## DATA PROVIDED
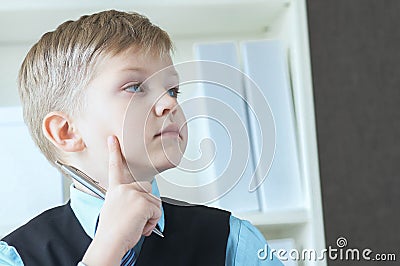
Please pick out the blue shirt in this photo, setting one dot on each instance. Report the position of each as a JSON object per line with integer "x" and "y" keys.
{"x": 243, "y": 244}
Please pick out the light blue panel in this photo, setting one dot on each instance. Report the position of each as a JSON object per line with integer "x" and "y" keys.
{"x": 265, "y": 62}
{"x": 229, "y": 134}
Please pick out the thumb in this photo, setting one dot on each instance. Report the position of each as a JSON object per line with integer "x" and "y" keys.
{"x": 116, "y": 165}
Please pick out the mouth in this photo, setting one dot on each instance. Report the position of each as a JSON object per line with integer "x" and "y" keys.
{"x": 170, "y": 131}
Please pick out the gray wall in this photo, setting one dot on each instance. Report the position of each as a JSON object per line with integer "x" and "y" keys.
{"x": 356, "y": 63}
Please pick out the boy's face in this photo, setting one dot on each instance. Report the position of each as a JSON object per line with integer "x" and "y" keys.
{"x": 149, "y": 124}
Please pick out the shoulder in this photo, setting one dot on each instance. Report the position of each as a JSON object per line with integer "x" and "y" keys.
{"x": 9, "y": 255}
{"x": 175, "y": 209}
{"x": 39, "y": 223}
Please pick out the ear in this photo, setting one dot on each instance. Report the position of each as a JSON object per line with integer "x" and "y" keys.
{"x": 59, "y": 130}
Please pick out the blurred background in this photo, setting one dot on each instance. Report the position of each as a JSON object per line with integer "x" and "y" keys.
{"x": 339, "y": 91}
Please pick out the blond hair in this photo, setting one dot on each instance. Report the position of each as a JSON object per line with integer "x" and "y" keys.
{"x": 61, "y": 64}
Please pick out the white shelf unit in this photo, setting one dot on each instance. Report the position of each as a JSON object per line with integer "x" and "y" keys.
{"x": 190, "y": 22}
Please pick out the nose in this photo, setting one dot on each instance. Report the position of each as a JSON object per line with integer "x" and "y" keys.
{"x": 165, "y": 104}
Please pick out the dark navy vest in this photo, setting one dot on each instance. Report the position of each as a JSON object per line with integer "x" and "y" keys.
{"x": 194, "y": 235}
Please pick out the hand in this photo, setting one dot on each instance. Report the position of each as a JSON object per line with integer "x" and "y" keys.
{"x": 129, "y": 211}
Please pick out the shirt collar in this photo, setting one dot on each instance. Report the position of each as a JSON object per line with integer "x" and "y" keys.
{"x": 87, "y": 208}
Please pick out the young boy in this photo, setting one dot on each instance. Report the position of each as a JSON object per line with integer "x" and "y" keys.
{"x": 83, "y": 87}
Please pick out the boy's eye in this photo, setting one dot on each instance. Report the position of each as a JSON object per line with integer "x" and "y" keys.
{"x": 134, "y": 88}
{"x": 173, "y": 92}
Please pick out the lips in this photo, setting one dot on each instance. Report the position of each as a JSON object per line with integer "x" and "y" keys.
{"x": 171, "y": 130}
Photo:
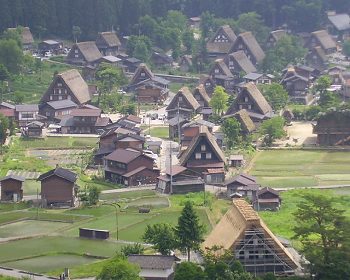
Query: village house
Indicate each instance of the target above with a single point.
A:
(68, 85)
(247, 42)
(243, 232)
(180, 180)
(201, 96)
(185, 63)
(84, 53)
(8, 110)
(221, 43)
(52, 46)
(26, 113)
(339, 24)
(27, 39)
(56, 110)
(323, 39)
(222, 75)
(297, 83)
(209, 84)
(83, 121)
(258, 78)
(130, 167)
(274, 37)
(33, 129)
(191, 129)
(155, 267)
(58, 187)
(108, 43)
(12, 188)
(316, 58)
(251, 99)
(333, 128)
(183, 104)
(239, 64)
(148, 87)
(267, 199)
(204, 156)
(242, 185)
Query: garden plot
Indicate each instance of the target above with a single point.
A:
(61, 157)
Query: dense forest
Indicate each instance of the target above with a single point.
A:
(57, 17)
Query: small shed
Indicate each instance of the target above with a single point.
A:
(11, 188)
(236, 160)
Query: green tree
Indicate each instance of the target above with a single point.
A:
(189, 232)
(119, 268)
(130, 249)
(11, 56)
(162, 236)
(189, 271)
(76, 32)
(324, 232)
(219, 100)
(4, 126)
(275, 95)
(272, 129)
(346, 48)
(231, 128)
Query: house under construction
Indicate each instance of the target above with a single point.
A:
(253, 244)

## EXERCISE
The data must be repeated exactly. Any pictures in it are to be left out.

## OUTPUT
Please pick out the blue shirt in this photo, setting one dot on each instance. Report the position of each as a JSON object per line with integer "x" and "y" keys.
{"x": 243, "y": 244}
Please pick out the light blue panel in this photo, setting one dot on each instance. Report the position of each as a JSON object per line with integer "x" and "y" keys.
{"x": 265, "y": 62}
{"x": 229, "y": 134}
Please pick out the thumb in this photo, setting one dot on each instance. Report the position of each as a JSON object per line with integer "x" and "y" keys.
{"x": 116, "y": 165}
Please pick out the mouth in this photo, setting one dot on each instance. Report the position of each as a JSON object per line with integer "x" and "y" keys.
{"x": 170, "y": 131}
Please pick out the gray wall in this photo, setting one dot on each instance. Report the position of each as a JSON object per line with integer "x" and "y" keys.
{"x": 356, "y": 63}
Please pick out the boy's face in this photo, setting one dot on each instance. Report the position of each as a JSON object per line with integer "x" and "y" keys.
{"x": 149, "y": 124}
Please pick out the shoulder in this photo, setting one dot on each instance. Report the position of each as a JSON object per line with integer "x" and "y" keys.
{"x": 9, "y": 255}
{"x": 175, "y": 209}
{"x": 39, "y": 223}
Please pick out the ear in this photo, setting one dot on each instance. Report the position of each as a JSON object per line with integer "x" and "y" keys.
{"x": 59, "y": 130}
Please pick out the blurred background in this photo, setting one dot on each instance. Report the position of each as a JSON object per line with integer "x" and "y" keys.
{"x": 339, "y": 91}
Please pick out the blond hair in this photo, setting one dot on each instance. Report the position of each as a JSON object per line with integer "x" and "y" keys.
{"x": 61, "y": 64}
Please pick out the white shelf unit in this photo, setting one dot on each instance. Report the position of each as a JSON object per line with integer "x" and "y" keys.
{"x": 190, "y": 22}
Please pick out the nose in this photo, setting one dot on each instance. Report the position of each as a JSON object per line with integer "x" and "y" keys.
{"x": 165, "y": 104}
Please pick out the dark navy vest in this photo, setting one dot on each instance. Report the position of each as a JSON object per line with integer "x" and "y" keys.
{"x": 194, "y": 235}
Please pick out the hand in this photo, setting one dot on each instance. Report the position of each as a JSON object per line with integer "x" and "y" keys.
{"x": 129, "y": 211}
Please pick out the shirt collar in this photo, setting one dot on each instance. Report the position of each as a JSON object per line with integer "x" and "y" keys.
{"x": 87, "y": 208}
Please pick out the young boy in this photo, setting one dot on each instance. Report the position of each as a JSON object per line with integer "x" and "y" keys.
{"x": 83, "y": 87}
Please pick out the boy's eye in this photo, setting one dot on each instance. Report the position of each as a JSON object per line with integer "x" and "y" keys.
{"x": 134, "y": 88}
{"x": 173, "y": 92}
Please pick out the lips in this photo, setting one dot on each instance. Report the position of each as a JSON object per line with integer "x" and "y" keys.
{"x": 171, "y": 130}
Photo:
Query: village house
Indicate each instance of the target above with a single point.
A:
(68, 85)
(247, 42)
(243, 232)
(180, 180)
(201, 96)
(185, 63)
(84, 53)
(8, 110)
(221, 43)
(52, 46)
(26, 113)
(339, 24)
(27, 39)
(56, 110)
(323, 39)
(222, 75)
(297, 83)
(209, 84)
(83, 121)
(258, 78)
(130, 167)
(274, 37)
(33, 129)
(191, 129)
(155, 267)
(58, 187)
(108, 43)
(12, 188)
(316, 58)
(251, 99)
(333, 128)
(183, 104)
(239, 64)
(148, 87)
(267, 199)
(204, 156)
(242, 185)
Query: garden plot
Indicate each instance of the target above with a single point.
A:
(61, 157)
Query: dense forest
Indicate each instance of the target above with a single point.
A:
(57, 17)
Query: small shed
Indicate each instance of the target above with a single point.
A:
(11, 188)
(236, 160)
Query: green tree
Indicate each instance of the target above with a single point.
A:
(189, 232)
(119, 268)
(130, 249)
(11, 56)
(162, 236)
(189, 271)
(76, 32)
(324, 232)
(219, 100)
(4, 126)
(275, 95)
(272, 129)
(346, 48)
(231, 128)
Query: house under construction
Indicate each instance of the target above with a single point.
A:
(253, 244)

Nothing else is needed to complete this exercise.